# Task
When you find the word "yellow" in a line of the entries, please copy the whole line.

*** Opening Records to process ***

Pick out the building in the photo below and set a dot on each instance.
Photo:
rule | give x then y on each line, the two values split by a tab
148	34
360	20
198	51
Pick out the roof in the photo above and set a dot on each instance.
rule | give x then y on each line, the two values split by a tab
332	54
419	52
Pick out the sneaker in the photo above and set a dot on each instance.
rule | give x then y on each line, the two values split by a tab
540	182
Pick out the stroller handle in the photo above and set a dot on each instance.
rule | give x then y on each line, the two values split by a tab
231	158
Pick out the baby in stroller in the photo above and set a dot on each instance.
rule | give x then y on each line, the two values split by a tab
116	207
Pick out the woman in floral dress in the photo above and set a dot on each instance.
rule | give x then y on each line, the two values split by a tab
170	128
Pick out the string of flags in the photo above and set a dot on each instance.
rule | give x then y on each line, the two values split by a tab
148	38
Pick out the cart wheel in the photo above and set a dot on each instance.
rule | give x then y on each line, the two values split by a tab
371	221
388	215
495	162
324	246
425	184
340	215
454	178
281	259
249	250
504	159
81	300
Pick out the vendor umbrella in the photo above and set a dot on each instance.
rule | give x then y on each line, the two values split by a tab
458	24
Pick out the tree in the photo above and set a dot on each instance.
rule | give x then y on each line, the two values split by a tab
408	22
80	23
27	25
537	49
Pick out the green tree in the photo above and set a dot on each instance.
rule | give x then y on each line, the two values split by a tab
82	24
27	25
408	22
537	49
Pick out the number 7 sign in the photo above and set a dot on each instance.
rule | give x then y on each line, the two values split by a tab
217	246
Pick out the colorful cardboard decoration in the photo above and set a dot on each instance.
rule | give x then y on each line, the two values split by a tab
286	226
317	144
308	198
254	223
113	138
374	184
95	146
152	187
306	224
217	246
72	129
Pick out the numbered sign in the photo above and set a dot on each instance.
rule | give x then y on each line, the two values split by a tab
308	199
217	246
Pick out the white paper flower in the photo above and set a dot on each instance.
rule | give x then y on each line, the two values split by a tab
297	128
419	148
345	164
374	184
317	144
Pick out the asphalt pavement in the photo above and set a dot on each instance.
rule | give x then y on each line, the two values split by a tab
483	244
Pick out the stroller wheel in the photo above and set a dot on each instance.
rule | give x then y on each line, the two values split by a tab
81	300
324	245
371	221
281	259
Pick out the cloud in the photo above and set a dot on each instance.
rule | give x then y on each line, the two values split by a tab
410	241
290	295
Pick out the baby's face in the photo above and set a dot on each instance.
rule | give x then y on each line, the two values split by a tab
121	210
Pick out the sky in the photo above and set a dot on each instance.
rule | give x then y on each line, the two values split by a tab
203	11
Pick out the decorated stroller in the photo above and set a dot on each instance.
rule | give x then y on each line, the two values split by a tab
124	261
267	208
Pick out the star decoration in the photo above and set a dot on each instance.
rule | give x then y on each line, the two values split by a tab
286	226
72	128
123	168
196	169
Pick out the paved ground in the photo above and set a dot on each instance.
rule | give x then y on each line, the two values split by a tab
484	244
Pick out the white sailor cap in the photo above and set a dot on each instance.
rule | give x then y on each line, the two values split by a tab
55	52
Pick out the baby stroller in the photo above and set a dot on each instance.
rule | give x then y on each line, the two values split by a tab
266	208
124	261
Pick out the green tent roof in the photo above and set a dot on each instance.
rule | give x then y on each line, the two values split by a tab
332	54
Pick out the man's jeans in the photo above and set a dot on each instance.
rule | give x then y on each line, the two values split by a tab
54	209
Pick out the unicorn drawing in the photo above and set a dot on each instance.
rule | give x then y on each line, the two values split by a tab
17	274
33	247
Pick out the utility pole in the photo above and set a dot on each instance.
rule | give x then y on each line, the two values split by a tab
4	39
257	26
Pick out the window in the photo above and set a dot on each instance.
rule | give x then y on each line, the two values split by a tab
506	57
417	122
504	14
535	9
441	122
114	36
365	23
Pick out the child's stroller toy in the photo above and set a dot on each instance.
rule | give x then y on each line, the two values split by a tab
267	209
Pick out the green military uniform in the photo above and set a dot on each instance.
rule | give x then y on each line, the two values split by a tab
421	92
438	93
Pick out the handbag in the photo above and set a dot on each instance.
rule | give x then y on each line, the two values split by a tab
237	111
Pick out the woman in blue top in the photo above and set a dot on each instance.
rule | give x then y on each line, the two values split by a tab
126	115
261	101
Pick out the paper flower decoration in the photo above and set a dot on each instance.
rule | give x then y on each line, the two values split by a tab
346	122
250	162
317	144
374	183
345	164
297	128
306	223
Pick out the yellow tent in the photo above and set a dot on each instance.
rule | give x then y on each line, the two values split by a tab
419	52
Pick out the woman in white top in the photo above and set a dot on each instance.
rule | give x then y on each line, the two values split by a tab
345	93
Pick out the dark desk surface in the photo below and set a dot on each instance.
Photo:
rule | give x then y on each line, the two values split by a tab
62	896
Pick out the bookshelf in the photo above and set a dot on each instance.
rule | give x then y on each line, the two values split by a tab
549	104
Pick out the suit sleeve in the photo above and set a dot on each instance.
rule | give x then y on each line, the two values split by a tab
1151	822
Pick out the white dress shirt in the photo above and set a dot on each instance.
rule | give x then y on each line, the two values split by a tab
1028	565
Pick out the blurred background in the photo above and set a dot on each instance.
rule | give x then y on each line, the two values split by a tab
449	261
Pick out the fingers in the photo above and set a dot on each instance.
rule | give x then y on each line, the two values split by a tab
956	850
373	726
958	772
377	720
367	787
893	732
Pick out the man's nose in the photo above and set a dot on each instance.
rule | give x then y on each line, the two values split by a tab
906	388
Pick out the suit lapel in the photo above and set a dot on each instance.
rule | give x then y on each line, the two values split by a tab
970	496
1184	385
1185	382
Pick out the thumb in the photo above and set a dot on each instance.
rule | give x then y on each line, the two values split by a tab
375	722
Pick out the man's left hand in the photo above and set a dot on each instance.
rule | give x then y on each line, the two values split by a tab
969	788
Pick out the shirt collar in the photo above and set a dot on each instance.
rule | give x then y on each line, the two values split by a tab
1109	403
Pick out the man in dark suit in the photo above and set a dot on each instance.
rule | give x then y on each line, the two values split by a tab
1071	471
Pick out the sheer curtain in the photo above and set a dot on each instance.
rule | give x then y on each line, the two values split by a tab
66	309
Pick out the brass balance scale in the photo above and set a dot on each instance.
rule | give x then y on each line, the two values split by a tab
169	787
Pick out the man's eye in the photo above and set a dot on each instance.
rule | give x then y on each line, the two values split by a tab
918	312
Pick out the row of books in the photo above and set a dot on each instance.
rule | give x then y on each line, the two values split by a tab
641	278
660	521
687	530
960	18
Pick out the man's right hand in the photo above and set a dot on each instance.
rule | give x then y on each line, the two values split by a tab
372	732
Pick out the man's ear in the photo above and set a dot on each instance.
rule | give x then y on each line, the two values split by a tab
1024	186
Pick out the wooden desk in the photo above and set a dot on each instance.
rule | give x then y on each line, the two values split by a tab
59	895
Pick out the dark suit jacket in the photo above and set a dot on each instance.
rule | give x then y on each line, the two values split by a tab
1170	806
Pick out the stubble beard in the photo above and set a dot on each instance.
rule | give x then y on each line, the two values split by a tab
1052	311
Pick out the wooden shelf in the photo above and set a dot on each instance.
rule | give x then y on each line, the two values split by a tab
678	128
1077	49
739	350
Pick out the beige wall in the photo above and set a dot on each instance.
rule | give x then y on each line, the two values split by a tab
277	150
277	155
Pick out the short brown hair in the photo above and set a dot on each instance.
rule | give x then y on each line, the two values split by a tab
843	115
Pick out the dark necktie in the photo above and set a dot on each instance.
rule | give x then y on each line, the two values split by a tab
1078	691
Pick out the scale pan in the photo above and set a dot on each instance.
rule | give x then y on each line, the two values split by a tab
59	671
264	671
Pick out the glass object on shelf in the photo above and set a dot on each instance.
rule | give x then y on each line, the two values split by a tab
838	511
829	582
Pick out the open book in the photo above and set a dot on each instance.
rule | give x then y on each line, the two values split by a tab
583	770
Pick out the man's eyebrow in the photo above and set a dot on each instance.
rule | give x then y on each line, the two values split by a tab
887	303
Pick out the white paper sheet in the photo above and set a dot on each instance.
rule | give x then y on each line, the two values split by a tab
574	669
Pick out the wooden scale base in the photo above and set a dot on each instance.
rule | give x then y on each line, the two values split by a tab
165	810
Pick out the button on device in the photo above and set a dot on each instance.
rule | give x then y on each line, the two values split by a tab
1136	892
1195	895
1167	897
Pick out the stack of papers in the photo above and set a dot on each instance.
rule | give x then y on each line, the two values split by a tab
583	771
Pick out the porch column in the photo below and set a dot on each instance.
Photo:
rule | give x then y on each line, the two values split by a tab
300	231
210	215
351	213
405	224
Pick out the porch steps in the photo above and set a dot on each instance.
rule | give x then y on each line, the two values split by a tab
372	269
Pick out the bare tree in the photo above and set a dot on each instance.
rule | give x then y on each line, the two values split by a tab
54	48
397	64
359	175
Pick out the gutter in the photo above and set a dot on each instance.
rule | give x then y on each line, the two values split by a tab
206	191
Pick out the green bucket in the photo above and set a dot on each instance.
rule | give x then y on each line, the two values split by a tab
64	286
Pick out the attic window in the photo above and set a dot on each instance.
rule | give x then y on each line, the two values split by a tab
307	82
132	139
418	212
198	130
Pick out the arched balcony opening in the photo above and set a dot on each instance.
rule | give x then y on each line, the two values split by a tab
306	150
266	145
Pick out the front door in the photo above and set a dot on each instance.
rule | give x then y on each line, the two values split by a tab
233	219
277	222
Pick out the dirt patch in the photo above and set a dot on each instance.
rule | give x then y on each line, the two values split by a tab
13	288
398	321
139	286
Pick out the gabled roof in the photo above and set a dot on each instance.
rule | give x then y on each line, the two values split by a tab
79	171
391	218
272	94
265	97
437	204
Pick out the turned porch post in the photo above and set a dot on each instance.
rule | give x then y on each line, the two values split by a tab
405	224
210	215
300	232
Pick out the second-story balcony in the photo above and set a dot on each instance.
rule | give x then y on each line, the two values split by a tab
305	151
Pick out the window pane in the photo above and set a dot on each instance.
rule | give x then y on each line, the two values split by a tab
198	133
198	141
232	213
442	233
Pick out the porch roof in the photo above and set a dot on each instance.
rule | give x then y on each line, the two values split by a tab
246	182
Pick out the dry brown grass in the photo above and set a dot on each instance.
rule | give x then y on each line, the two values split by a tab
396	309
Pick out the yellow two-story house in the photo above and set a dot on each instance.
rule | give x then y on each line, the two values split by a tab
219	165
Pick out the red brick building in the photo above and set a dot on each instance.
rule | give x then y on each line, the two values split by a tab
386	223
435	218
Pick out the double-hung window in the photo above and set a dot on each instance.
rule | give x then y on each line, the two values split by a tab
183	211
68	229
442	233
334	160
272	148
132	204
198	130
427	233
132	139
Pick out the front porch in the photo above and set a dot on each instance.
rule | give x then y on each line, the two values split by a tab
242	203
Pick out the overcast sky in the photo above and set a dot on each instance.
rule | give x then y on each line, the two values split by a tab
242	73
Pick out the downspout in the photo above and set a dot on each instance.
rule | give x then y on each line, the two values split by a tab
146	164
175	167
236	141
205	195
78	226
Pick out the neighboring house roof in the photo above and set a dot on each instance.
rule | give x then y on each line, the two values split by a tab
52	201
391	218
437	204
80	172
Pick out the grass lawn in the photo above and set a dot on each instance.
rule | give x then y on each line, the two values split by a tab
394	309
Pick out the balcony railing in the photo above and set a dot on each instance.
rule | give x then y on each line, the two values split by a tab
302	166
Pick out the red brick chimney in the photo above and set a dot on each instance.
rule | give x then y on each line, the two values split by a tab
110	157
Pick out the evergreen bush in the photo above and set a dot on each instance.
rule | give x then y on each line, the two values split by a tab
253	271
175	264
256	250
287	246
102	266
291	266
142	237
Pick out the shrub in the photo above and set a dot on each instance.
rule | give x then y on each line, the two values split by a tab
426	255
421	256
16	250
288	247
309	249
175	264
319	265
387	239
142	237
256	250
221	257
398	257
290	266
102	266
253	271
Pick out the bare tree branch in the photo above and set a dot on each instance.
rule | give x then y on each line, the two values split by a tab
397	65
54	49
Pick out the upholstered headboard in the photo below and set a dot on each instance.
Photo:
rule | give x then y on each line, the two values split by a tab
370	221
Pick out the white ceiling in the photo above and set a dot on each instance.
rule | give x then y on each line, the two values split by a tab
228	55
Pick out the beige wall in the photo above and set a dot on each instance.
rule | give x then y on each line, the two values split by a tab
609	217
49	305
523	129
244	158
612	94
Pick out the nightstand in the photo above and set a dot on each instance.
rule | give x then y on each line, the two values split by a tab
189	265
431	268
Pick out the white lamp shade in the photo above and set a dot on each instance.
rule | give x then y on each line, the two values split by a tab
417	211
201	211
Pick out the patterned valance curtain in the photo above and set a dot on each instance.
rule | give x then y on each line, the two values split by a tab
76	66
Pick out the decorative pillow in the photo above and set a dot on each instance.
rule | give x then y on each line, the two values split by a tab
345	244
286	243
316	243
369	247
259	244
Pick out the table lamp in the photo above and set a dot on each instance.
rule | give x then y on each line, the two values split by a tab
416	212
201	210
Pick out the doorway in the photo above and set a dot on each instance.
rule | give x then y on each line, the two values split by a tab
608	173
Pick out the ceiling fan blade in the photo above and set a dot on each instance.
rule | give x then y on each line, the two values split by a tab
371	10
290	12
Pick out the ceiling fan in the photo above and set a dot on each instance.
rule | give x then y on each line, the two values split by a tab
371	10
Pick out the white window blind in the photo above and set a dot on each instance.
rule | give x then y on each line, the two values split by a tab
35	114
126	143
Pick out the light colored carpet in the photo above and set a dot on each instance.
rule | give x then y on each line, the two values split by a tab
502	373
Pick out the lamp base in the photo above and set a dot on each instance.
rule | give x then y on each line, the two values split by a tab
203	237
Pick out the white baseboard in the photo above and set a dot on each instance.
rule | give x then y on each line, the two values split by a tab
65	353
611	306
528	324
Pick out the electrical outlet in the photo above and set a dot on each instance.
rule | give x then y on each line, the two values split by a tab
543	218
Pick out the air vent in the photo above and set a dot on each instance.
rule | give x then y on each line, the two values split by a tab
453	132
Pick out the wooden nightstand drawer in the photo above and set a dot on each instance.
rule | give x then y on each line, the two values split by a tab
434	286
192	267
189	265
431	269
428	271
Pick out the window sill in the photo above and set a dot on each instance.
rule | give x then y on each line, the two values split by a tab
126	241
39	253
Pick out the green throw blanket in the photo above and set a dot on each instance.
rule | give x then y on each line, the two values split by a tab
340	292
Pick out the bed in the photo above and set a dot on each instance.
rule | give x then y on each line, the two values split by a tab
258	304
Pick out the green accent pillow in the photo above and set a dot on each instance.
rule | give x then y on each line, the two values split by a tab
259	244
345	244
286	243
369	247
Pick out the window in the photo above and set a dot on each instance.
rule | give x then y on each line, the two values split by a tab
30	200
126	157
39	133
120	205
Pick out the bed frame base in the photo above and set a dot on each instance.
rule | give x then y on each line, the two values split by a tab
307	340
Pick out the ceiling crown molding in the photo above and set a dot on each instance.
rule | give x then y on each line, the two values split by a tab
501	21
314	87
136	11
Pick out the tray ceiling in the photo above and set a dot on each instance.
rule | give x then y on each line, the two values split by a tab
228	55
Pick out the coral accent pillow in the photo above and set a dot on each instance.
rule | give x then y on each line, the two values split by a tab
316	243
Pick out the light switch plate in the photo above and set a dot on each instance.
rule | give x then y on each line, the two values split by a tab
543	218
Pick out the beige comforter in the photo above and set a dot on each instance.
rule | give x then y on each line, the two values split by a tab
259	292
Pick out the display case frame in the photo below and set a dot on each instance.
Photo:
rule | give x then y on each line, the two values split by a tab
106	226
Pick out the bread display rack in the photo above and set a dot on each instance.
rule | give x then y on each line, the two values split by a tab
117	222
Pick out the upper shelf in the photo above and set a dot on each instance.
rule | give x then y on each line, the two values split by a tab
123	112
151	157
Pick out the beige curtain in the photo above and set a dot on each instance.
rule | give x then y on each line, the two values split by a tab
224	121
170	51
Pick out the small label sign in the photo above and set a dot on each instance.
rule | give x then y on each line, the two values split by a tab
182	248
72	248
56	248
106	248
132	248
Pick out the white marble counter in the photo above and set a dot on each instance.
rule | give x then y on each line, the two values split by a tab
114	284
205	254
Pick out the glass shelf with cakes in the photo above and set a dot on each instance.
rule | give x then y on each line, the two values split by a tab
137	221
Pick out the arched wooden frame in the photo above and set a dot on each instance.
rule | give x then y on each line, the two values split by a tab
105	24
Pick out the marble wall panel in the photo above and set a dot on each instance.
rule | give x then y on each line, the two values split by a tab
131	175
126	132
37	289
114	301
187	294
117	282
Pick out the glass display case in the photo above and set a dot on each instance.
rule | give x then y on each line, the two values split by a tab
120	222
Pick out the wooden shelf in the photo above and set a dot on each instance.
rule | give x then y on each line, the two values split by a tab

*** Closing Records to process ***

# Exercise answer
Pick out the yellow tent in the photo above and set a dot on each instance.
Pick out the yellow two-story house in the photo above and set a dot on each instance.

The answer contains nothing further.